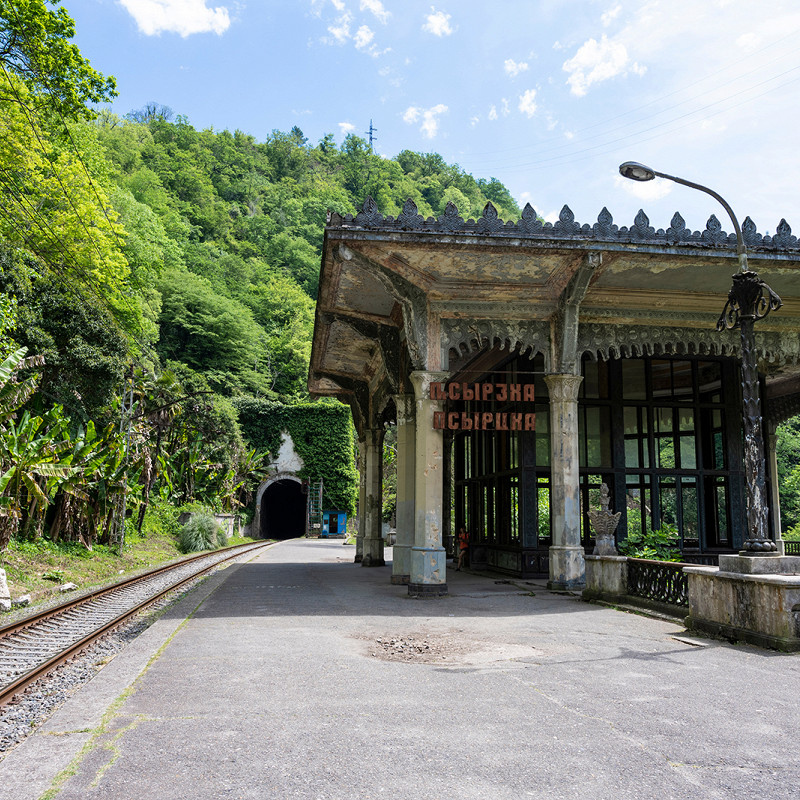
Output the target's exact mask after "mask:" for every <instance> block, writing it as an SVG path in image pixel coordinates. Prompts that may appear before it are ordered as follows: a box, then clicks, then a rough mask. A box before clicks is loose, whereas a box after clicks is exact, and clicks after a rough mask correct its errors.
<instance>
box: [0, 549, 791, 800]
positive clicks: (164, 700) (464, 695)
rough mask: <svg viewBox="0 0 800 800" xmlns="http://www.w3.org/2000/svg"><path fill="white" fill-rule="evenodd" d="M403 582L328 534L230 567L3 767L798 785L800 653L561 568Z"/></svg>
mask: <svg viewBox="0 0 800 800" xmlns="http://www.w3.org/2000/svg"><path fill="white" fill-rule="evenodd" d="M386 559H387V561H389V560H390V559H391V550H389V549H387V551H386ZM390 575H391V567H390V566H387V567H377V568H374V569H363V568H361V567H360V566H359V565H357V564H353V548H352V547H345V546H343V545H342V544H341V543H340V542H338V541H337V542H328V541H321V540H301V541H291V542H286V543H283V544H281V545H279V546H277V547H274V548H271V549H270V550H268V551H266V552H265V553H263V554H262V555H260V556H258V557H256V558H254V559H253V560H252V561H250V562H247V563H244V564H240V565H237V566H233V567H231V568H229V569H227V570H225V571H223V572H221V573H218V574H217V575H215V576H214V577H212V578H210V579H209V580H208V581H206V582H205V583H204V584H203V585H202V586H201V587H199V588H198V589H197V590H195V591H193V592H192V593H190V594H189V595H187V597H186V598H184V599H183V600H182V601H181V602H180V603H179V604H177V605H176V606H174V607H173V608H172V609H171V610H170V611H169V612H168V613H167V614H166V615H165V616H164V617H162V618H161V619H160V620H159V621H158V622H157V623H156V624H155V625H154V626H152V627H151V628H150V629H148V630H147V631H146V632H145V633H144V634H143V635H142V636H140V637H139V638H138V639H137V640H136V641H135V642H134V643H133V644H132V645H131V646H129V647H128V648H127V649H126V650H125V651H124V652H123V653H121V654H120V655H118V656H117V657H116V658H115V659H114V660H113V661H112V662H111V663H110V664H109V665H108V666H107V667H106V668H105V669H103V670H102V671H101V672H100V673H99V675H98V676H97V677H96V678H95V679H94V680H93V681H92V682H91V683H89V684H88V685H87V686H86V687H84V688H83V689H82V690H80V691H79V692H77V693H76V694H75V695H74V696H73V698H72V699H71V700H70V701H69V702H67V703H66V704H65V706H63V707H62V708H61V710H60V711H58V712H57V713H56V714H55V715H54V716H53V717H52V718H51V719H50V720H49V722H48V723H47V724H46V725H45V726H43V727H42V728H41V729H39V731H38V732H37V733H35V734H34V735H33V736H31V737H30V738H29V739H28V740H27V741H26V742H24V743H23V744H22V745H20V746H19V747H17V748H16V749H15V750H14V751H12V752H11V753H10V754H9V755H8V756H7V757H6V758H5V760H4V761H3V762H2V763H0V795H1V796H2V797H3V798H4V800H35V799H36V798H41V797H42V796H46V797H48V798H52V797H58V798H59V800H94V799H95V798H97V799H98V800H100V798H104V799H106V798H107V799H109V800H110V799H111V798H114V799H115V800H131V798H137V800H199V799H200V798H203V799H204V800H205V798H209V800H212V799H213V800H217V798H243V799H247V800H250V799H251V798H252V800H256V799H257V800H264V798H309V799H311V798H313V799H314V800H335V799H341V800H349V799H350V798H370V800H373V798H379V797H387V798H389V797H401V798H442V799H443V800H444V799H445V798H446V799H447V800H472V798H475V800H478V798H480V800H486V798H492V799H493V800H512V798H513V800H518V798H525V797H533V798H543V799H544V798H554V797H558V798H563V800H572V799H573V798H574V799H575V800H578V799H580V800H586V799H587V798H589V800H605V799H606V798H608V800H611V798H614V800H624V799H625V798H631V800H647V799H648V798H659V799H661V798H664V799H665V800H666V799H667V798H675V799H676V800H685V799H686V798H703V800H708V799H709V798H712V799H714V798H719V799H720V800H721V799H722V798H726V799H727V798H730V797H734V796H736V797H765V798H773V799H775V798H786V799H787V800H789V798H792V800H794V798H796V797H797V787H798V785H800V752H798V750H797V747H796V742H797V736H798V733H800V710H799V707H800V704H798V702H797V696H798V690H800V660H799V659H798V656H792V655H782V654H780V653H776V652H771V651H763V650H758V649H756V648H753V647H750V646H743V645H739V646H731V645H728V644H725V643H721V642H717V641H713V640H705V639H701V638H699V637H695V636H688V635H687V634H685V632H684V631H683V629H682V628H681V627H680V626H678V625H675V624H672V623H670V622H664V621H659V620H653V619H649V618H646V617H642V616H637V615H634V614H626V613H622V612H619V611H615V610H613V609H609V608H604V607H600V606H593V605H588V604H586V603H583V602H582V601H580V600H579V599H578V598H577V597H575V596H571V595H568V594H555V593H551V592H549V591H548V590H547V589H546V588H545V586H544V582H531V583H526V582H521V581H515V582H504V583H497V582H495V581H496V580H498V579H497V578H493V577H486V576H476V575H471V574H469V573H464V572H458V573H456V572H455V571H453V570H449V571H448V576H447V581H448V586H449V589H450V596H449V597H445V598H438V599H424V600H413V599H410V598H409V597H408V596H407V589H406V587H405V586H393V585H391V583H390Z"/></svg>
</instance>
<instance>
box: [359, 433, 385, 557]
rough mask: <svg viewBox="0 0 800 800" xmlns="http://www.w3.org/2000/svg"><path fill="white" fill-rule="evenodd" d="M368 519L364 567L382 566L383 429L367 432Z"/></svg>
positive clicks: (382, 555) (366, 465)
mask: <svg viewBox="0 0 800 800" xmlns="http://www.w3.org/2000/svg"><path fill="white" fill-rule="evenodd" d="M365 472H366V493H367V498H366V500H367V502H366V514H365V517H366V520H365V524H364V551H363V555H362V558H361V566H362V567H382V566H384V564H385V563H386V562H385V561H384V559H383V536H381V533H382V522H383V519H382V516H383V429H382V428H373V429H370V430H368V431H367V432H366V470H365Z"/></svg>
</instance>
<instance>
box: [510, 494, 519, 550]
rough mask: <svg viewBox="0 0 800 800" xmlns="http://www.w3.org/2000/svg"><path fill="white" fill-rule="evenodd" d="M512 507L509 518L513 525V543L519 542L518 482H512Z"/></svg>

========================================

• Brief: Would you please set down the listing above exactly, minus its images?

• Response area:
Output the target's exact mask after "mask:" for every <instance> block, writing it as an SVG path in image pixel coordinates. Prompts that may appear before it are ordered as follows: a box, then clicks, then a rough mask. A box before clicks is loose, whereas a box after clicks is exact, and clicks after a rough mask correct its errors.
<instance>
box: [0, 549, 791, 800]
positive clicks: (164, 700) (464, 695)
rough mask: <svg viewBox="0 0 800 800" xmlns="http://www.w3.org/2000/svg"><path fill="white" fill-rule="evenodd" d="M403 582L328 534L230 567L3 767L798 785L800 653L561 568Z"/></svg>
mask: <svg viewBox="0 0 800 800" xmlns="http://www.w3.org/2000/svg"><path fill="white" fill-rule="evenodd" d="M386 559H387V561H389V560H390V559H391V550H389V549H387V551H386ZM390 575H391V567H390V566H387V567H377V568H374V569H363V568H361V567H360V566H359V565H357V564H353V548H352V547H345V546H343V545H342V544H341V543H340V542H338V541H337V542H328V541H321V540H301V541H291V542H286V543H283V544H281V545H279V546H277V547H274V548H271V549H270V550H268V551H266V552H265V553H263V554H262V555H260V556H258V557H256V558H254V559H253V560H252V561H250V562H247V563H244V564H240V565H237V566H233V567H231V568H229V569H227V570H225V571H223V572H221V573H218V574H217V575H215V576H214V577H212V578H210V579H209V580H208V581H206V582H205V583H204V584H203V585H202V586H201V587H199V588H198V589H197V590H195V591H193V592H192V593H190V594H189V595H187V597H186V598H184V599H183V600H182V601H181V602H180V603H179V604H177V605H176V606H174V607H173V608H172V609H171V610H170V611H169V612H168V613H167V614H166V615H165V616H164V617H162V618H161V619H160V620H159V621H158V622H157V623H156V624H155V625H154V626H152V627H151V628H150V629H148V630H147V631H146V632H145V633H144V634H143V635H142V636H140V637H139V638H138V639H137V640H136V641H135V642H134V643H133V644H132V645H131V646H129V647H128V648H127V649H126V650H125V651H124V652H123V653H121V654H120V655H118V656H117V657H116V658H115V659H114V660H113V661H112V662H111V663H110V664H109V665H108V666H107V667H106V668H105V669H103V670H102V671H101V672H100V673H99V675H98V676H97V677H96V678H95V679H94V680H93V681H92V682H91V683H89V684H88V685H87V686H86V687H84V688H83V689H82V690H80V691H79V692H77V693H76V694H75V695H74V696H73V698H72V699H71V700H70V701H69V702H67V703H66V704H65V706H63V707H62V708H61V710H60V711H58V712H57V713H56V714H55V715H54V716H53V717H52V718H51V719H50V720H49V722H48V723H47V724H46V725H45V726H43V727H42V728H41V729H39V731H38V732H37V733H35V734H34V735H33V736H31V737H30V738H29V739H28V740H27V741H26V742H24V743H23V744H22V745H20V746H19V747H17V748H16V749H15V750H14V751H12V752H11V753H10V754H9V755H8V756H7V757H6V758H5V760H4V761H3V762H2V763H0V795H1V796H2V797H3V798H4V800H35V799H36V798H41V797H42V796H46V797H48V798H52V797H58V798H59V800H94V799H95V798H97V799H98V800H100V798H104V799H106V798H107V799H109V800H110V799H111V798H114V799H115V800H131V798H137V800H199V799H200V798H203V799H204V800H205V798H209V800H212V799H213V800H217V798H243V799H247V800H250V799H251V798H252V800H256V799H257V800H264V798H309V799H311V798H313V799H314V800H335V799H341V800H349V799H350V798H370V800H373V798H379V797H387V798H389V797H401V798H442V799H443V800H444V799H445V798H446V799H447V800H472V798H475V800H478V798H480V800H486V798H492V799H493V800H512V798H513V800H518V798H525V797H533V798H543V799H544V798H554V797H558V798H563V800H572V799H573V798H574V799H575V800H578V799H580V800H586V799H587V798H589V800H605V799H606V798H608V800H611V798H614V800H624V799H625V798H631V800H647V799H648V798H659V799H661V798H664V799H665V800H666V799H667V798H675V799H676V800H685V799H686V798H703V800H708V799H709V798H712V799H714V798H719V799H720V800H721V799H722V798H726V799H727V798H730V797H734V796H736V797H765V798H773V799H775V798H786V799H787V800H789V798H792V800H794V798H796V797H797V787H798V785H800V752H798V750H797V747H796V742H797V736H798V733H800V710H799V707H800V704H798V702H797V696H798V690H800V660H799V659H798V656H792V655H782V654H780V653H776V652H771V651H763V650H758V649H756V648H753V647H750V646H743V645H739V646H731V645H728V644H725V643H721V642H717V641H713V640H705V639H701V638H699V637H695V636H688V635H687V634H685V632H684V631H683V629H682V628H681V627H680V626H678V625H675V624H672V623H670V622H664V621H659V620H653V619H649V618H646V617H642V616H637V615H634V614H626V613H622V612H619V611H615V610H613V609H609V608H604V607H600V606H593V605H588V604H586V603H583V602H582V601H580V600H579V599H578V598H577V597H575V596H571V595H568V594H555V593H551V592H549V591H548V590H547V589H546V588H545V586H544V582H531V583H526V582H521V581H515V582H504V583H497V582H495V581H496V580H498V579H497V578H493V577H486V576H476V575H471V574H469V573H464V572H458V573H456V572H455V571H453V570H449V571H448V576H447V581H448V586H449V589H450V596H449V597H445V598H438V599H424V600H413V599H410V598H409V597H408V596H407V589H406V587H405V586H393V585H391V583H390Z"/></svg>
</instance>
<instance>
box: [359, 433, 385, 557]
rough mask: <svg viewBox="0 0 800 800" xmlns="http://www.w3.org/2000/svg"><path fill="white" fill-rule="evenodd" d="M368 519L364 567L382 566L383 429L367 432Z"/></svg>
positive clicks: (382, 555) (366, 465)
mask: <svg viewBox="0 0 800 800" xmlns="http://www.w3.org/2000/svg"><path fill="white" fill-rule="evenodd" d="M365 472H366V493H367V498H366V500H367V502H366V514H365V517H366V520H365V524H364V551H363V555H362V558H361V566H362V567H382V566H384V564H385V563H386V562H385V561H384V559H383V536H381V533H382V522H383V519H382V516H383V429H382V428H373V429H370V430H368V431H367V432H366V470H365Z"/></svg>
</instance>
<instance>
box: [510, 494, 519, 550]
rough mask: <svg viewBox="0 0 800 800" xmlns="http://www.w3.org/2000/svg"><path fill="white" fill-rule="evenodd" d="M512 507L509 518L513 525V543L519 542L518 482H512Z"/></svg>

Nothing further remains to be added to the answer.